= EXERCISE TASK =
Copy the data below word for word, from the first line through the line that contains "x=333, y=274", both included. Leave the pictures out of your copy.

>> Start

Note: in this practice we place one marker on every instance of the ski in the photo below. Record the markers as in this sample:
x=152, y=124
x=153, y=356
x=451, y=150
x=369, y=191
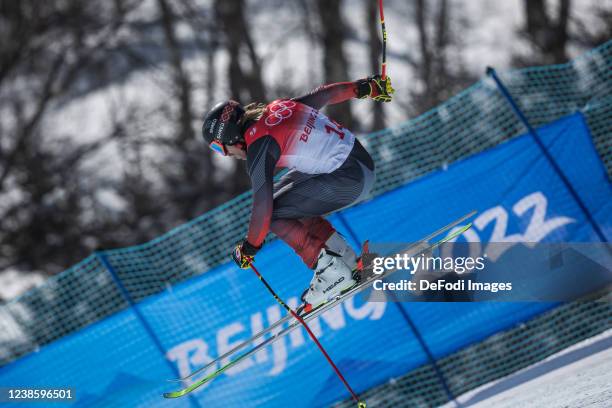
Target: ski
x=418, y=248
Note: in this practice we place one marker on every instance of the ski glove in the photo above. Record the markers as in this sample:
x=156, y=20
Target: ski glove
x=244, y=254
x=376, y=88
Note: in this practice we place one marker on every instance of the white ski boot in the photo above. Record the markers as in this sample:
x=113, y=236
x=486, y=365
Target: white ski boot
x=333, y=274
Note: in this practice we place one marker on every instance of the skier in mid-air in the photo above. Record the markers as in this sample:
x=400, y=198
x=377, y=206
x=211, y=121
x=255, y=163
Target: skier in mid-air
x=329, y=170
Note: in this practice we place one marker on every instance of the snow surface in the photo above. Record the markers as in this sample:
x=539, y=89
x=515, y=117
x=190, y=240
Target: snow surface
x=577, y=377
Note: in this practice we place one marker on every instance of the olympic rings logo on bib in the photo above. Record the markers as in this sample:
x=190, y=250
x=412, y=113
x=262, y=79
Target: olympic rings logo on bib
x=279, y=112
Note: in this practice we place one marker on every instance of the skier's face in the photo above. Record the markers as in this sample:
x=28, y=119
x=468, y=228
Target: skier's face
x=236, y=151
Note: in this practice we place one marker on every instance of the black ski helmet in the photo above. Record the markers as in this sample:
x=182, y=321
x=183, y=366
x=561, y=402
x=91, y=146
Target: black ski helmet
x=221, y=123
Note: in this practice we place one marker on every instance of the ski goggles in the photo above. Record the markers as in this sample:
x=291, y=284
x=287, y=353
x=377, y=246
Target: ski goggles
x=218, y=147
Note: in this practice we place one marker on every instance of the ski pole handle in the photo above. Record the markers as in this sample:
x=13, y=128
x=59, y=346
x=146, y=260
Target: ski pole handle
x=383, y=74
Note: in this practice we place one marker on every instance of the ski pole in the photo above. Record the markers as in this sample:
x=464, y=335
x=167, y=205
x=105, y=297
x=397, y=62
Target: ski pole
x=360, y=404
x=382, y=24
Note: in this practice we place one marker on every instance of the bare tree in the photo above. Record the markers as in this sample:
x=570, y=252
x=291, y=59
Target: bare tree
x=335, y=64
x=439, y=78
x=245, y=82
x=547, y=33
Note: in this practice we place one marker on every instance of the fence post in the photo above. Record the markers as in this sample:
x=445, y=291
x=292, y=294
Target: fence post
x=534, y=134
x=410, y=322
x=145, y=324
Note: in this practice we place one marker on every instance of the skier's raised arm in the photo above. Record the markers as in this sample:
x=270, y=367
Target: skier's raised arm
x=373, y=87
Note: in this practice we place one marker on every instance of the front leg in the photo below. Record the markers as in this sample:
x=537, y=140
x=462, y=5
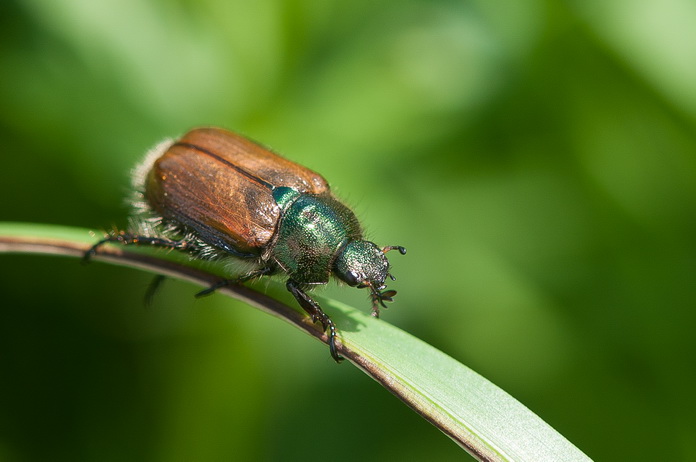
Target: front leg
x=265, y=271
x=317, y=314
x=127, y=238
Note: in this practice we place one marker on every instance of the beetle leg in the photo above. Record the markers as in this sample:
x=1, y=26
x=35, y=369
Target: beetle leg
x=265, y=271
x=134, y=239
x=317, y=314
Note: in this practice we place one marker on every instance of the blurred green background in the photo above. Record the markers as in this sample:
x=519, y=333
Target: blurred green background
x=537, y=159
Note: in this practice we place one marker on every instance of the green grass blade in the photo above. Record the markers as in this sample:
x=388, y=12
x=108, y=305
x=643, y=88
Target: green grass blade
x=476, y=414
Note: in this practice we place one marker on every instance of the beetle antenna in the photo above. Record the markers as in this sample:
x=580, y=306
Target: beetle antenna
x=379, y=298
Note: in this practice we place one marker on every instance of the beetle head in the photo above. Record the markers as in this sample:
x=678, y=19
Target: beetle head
x=362, y=264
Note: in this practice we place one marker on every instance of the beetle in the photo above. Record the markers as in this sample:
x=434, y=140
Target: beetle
x=216, y=194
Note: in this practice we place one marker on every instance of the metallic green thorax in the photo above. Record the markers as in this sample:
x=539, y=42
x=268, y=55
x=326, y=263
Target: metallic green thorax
x=311, y=234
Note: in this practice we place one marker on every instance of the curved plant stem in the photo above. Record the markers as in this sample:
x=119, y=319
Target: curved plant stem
x=477, y=415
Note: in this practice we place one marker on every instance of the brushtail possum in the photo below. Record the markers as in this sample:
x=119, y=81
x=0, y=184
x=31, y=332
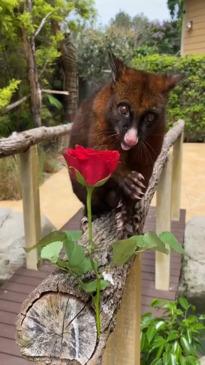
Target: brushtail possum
x=127, y=114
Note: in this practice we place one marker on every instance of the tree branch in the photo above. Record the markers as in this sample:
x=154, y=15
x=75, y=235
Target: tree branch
x=43, y=21
x=20, y=142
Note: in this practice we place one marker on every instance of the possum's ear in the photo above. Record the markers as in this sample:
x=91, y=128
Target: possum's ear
x=171, y=81
x=117, y=66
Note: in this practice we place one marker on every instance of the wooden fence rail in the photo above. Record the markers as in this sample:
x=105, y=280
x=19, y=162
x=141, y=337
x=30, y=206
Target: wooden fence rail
x=168, y=171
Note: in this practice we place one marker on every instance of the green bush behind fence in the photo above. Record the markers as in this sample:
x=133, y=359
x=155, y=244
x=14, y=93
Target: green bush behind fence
x=187, y=100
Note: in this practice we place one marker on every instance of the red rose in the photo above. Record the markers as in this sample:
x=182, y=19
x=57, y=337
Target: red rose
x=93, y=165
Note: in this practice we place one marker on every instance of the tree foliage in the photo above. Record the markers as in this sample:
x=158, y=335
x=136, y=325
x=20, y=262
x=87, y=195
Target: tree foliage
x=176, y=8
x=20, y=19
x=127, y=37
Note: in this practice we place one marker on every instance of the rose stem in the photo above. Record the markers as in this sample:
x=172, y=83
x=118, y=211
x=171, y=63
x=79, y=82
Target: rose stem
x=89, y=211
x=91, y=249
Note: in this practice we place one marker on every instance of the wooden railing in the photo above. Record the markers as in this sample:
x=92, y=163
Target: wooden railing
x=120, y=346
x=25, y=144
x=167, y=196
x=168, y=199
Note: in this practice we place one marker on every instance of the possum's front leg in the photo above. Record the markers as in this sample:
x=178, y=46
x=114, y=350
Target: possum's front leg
x=133, y=185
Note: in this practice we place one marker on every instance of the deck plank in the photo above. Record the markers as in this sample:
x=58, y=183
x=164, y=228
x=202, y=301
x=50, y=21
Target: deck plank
x=15, y=290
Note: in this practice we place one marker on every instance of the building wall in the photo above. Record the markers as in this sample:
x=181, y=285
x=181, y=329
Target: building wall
x=193, y=40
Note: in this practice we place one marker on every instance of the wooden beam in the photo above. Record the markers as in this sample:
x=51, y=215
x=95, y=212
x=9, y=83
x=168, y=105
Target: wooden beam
x=123, y=346
x=163, y=223
x=177, y=177
x=20, y=142
x=31, y=203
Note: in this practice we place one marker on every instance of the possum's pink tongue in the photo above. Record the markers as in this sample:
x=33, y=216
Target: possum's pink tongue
x=130, y=139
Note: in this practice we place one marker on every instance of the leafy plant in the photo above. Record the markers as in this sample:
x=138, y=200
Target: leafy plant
x=186, y=100
x=174, y=338
x=123, y=250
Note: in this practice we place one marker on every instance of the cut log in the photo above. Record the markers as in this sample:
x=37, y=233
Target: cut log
x=57, y=322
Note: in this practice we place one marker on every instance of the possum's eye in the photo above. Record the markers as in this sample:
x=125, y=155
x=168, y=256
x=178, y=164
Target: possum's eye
x=124, y=110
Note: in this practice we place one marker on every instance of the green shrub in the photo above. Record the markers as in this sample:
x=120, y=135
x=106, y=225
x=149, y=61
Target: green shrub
x=187, y=100
x=173, y=338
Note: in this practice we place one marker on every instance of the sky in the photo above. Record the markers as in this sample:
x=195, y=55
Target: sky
x=153, y=9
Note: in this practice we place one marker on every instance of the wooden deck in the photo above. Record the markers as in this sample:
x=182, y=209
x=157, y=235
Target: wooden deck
x=14, y=291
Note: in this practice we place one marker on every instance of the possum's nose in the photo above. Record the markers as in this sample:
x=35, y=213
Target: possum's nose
x=131, y=138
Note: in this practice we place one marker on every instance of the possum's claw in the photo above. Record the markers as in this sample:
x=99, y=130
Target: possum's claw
x=133, y=185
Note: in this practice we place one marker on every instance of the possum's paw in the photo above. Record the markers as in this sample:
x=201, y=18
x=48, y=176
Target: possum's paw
x=133, y=185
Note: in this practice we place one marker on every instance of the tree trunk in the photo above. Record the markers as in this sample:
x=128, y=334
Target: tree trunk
x=68, y=64
x=35, y=91
x=57, y=324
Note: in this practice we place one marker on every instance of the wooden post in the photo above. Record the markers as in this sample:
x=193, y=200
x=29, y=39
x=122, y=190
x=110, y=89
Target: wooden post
x=176, y=177
x=31, y=202
x=163, y=223
x=123, y=346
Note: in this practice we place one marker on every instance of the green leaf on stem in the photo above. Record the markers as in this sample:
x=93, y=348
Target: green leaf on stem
x=170, y=240
x=80, y=177
x=153, y=241
x=73, y=235
x=91, y=286
x=101, y=182
x=51, y=251
x=184, y=303
x=78, y=262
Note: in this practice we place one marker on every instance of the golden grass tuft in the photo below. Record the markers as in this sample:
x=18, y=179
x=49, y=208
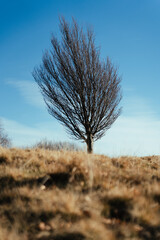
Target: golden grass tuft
x=64, y=195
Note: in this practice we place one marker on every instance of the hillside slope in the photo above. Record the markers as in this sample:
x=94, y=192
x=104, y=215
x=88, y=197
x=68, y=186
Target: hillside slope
x=67, y=195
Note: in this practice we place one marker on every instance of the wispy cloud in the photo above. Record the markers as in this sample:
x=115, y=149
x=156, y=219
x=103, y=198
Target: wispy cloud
x=24, y=135
x=29, y=90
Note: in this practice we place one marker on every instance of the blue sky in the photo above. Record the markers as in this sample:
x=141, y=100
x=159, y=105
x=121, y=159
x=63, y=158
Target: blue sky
x=127, y=31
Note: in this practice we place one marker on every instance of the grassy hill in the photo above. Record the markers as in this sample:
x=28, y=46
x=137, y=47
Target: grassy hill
x=59, y=195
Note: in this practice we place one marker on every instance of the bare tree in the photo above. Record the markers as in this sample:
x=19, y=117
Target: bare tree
x=79, y=90
x=4, y=139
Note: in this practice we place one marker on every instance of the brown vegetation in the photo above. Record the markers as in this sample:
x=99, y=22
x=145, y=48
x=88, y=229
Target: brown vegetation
x=72, y=195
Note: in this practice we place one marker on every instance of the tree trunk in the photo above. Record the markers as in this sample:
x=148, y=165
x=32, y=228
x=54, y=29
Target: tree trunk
x=89, y=143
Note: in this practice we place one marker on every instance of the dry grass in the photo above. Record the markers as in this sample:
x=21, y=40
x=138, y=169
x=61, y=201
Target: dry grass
x=68, y=195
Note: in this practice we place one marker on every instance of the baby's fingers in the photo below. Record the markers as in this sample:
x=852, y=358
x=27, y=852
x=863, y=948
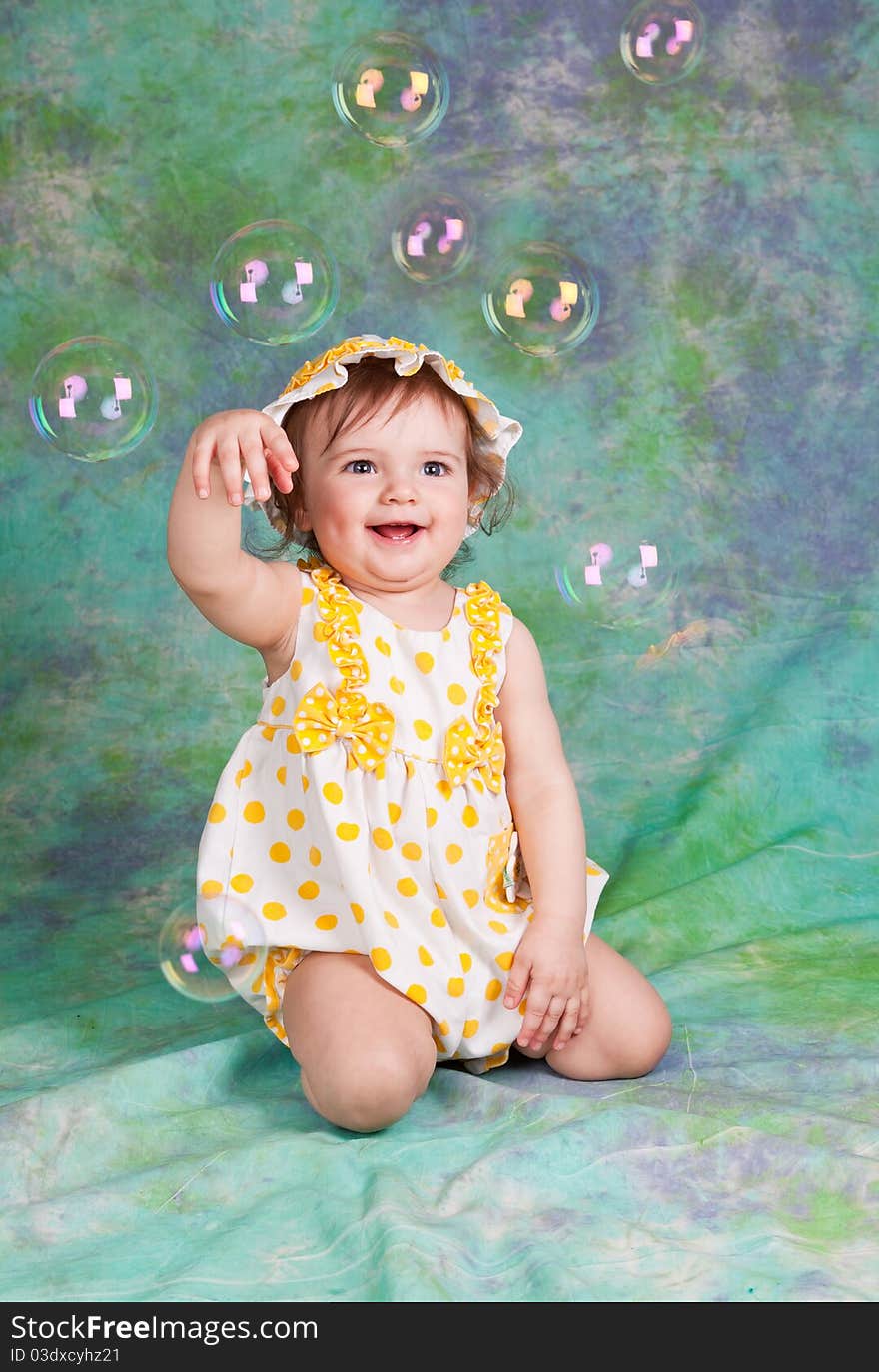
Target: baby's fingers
x=281, y=458
x=567, y=1024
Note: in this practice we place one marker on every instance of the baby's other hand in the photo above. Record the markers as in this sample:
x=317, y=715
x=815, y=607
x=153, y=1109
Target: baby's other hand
x=238, y=442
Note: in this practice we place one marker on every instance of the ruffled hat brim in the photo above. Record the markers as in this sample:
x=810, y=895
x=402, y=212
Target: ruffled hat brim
x=329, y=372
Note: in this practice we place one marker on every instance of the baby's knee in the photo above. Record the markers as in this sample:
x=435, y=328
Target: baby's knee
x=650, y=1045
x=370, y=1091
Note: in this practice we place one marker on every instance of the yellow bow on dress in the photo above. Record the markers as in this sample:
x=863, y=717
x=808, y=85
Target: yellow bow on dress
x=464, y=754
x=323, y=718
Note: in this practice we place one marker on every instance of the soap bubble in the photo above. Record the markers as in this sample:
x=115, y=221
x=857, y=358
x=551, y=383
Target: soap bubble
x=274, y=282
x=662, y=43
x=391, y=88
x=92, y=398
x=433, y=238
x=542, y=300
x=615, y=586
x=235, y=939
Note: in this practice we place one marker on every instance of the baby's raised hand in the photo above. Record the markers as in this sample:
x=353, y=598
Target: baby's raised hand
x=551, y=971
x=238, y=442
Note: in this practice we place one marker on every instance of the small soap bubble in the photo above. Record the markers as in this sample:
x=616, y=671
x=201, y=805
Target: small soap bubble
x=197, y=955
x=391, y=88
x=92, y=398
x=433, y=238
x=662, y=43
x=619, y=585
x=542, y=300
x=274, y=282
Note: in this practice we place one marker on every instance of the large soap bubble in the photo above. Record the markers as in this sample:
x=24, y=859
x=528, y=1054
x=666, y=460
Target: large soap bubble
x=92, y=398
x=662, y=43
x=433, y=238
x=391, y=88
x=235, y=938
x=274, y=282
x=542, y=300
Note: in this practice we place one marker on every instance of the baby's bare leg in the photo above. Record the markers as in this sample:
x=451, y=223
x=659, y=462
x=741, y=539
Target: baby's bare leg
x=366, y=1049
x=628, y=1029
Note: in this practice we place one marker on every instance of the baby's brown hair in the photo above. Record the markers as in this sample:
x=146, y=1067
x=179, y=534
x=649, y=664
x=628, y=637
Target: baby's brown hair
x=371, y=384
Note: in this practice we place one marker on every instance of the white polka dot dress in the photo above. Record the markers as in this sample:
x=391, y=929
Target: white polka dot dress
x=366, y=813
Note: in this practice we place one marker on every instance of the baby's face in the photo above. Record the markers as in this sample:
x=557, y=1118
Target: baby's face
x=388, y=501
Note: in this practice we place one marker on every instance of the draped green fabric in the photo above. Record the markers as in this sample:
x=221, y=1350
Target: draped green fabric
x=720, y=719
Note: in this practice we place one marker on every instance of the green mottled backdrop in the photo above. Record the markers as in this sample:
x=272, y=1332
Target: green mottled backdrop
x=722, y=409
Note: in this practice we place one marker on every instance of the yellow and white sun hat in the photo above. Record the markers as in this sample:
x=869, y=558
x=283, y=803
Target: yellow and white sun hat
x=329, y=372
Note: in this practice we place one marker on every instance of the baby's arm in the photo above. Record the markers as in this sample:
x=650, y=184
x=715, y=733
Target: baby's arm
x=549, y=965
x=252, y=601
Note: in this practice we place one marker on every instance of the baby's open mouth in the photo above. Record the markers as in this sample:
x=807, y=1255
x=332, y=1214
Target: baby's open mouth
x=396, y=532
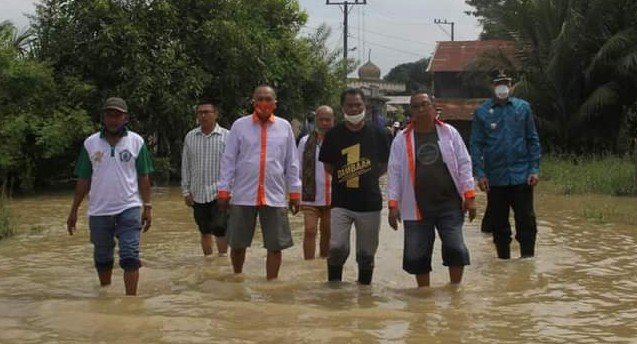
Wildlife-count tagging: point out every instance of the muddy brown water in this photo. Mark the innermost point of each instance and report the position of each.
(581, 288)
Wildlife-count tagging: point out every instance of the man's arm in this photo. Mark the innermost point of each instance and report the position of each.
(476, 146)
(83, 170)
(533, 143)
(144, 167)
(81, 190)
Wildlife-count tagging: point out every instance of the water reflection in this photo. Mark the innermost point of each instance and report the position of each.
(580, 288)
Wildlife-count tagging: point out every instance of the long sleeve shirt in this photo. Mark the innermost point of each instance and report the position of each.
(505, 146)
(260, 163)
(323, 179)
(200, 163)
(401, 169)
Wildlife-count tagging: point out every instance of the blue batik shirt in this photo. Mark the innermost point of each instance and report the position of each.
(505, 145)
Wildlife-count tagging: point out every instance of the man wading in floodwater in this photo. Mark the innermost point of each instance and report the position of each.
(114, 164)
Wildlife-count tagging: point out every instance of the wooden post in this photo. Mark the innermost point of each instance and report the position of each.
(635, 186)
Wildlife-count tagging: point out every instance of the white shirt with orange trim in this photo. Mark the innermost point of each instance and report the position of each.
(260, 163)
(323, 179)
(401, 169)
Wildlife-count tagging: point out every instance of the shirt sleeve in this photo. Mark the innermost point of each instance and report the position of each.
(83, 167)
(228, 163)
(533, 143)
(185, 169)
(144, 164)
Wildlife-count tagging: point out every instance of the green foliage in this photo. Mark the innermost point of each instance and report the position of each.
(577, 63)
(36, 125)
(161, 56)
(6, 226)
(608, 175)
(414, 75)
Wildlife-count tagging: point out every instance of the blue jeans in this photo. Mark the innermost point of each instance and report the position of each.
(420, 237)
(126, 227)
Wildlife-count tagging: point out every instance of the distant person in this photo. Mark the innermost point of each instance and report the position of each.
(113, 169)
(259, 164)
(505, 149)
(395, 129)
(355, 154)
(430, 187)
(200, 162)
(316, 192)
(308, 126)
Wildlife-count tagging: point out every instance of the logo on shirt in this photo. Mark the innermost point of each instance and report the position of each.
(97, 157)
(428, 153)
(125, 155)
(354, 169)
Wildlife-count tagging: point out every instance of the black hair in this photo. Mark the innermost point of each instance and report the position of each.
(352, 92)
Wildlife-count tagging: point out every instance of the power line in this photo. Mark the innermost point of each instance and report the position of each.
(397, 37)
(346, 11)
(438, 21)
(394, 49)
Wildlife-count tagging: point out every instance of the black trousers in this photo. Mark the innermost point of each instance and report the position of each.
(519, 198)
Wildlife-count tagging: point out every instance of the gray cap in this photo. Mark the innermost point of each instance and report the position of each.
(115, 103)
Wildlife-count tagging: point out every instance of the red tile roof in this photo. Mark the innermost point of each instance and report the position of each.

>> End

= TASK OUTPUT =
Note: in this practice we place one marker on every instance of the ski in the photo below. Record the markers as in this sample:
x=152, y=124
x=153, y=356
x=451, y=150
x=369, y=191
Target: ski
x=418, y=248
Note: in this practice we place one marker on every instance of the ski glove in the photo above. Record the markers as in this sample:
x=156, y=20
Target: ski glove
x=244, y=254
x=376, y=88
Note: in this practice we place one marker on every instance of the white ski boot in the photo above. Record the markers as in this sample:
x=113, y=236
x=486, y=365
Target: white ski boot
x=333, y=274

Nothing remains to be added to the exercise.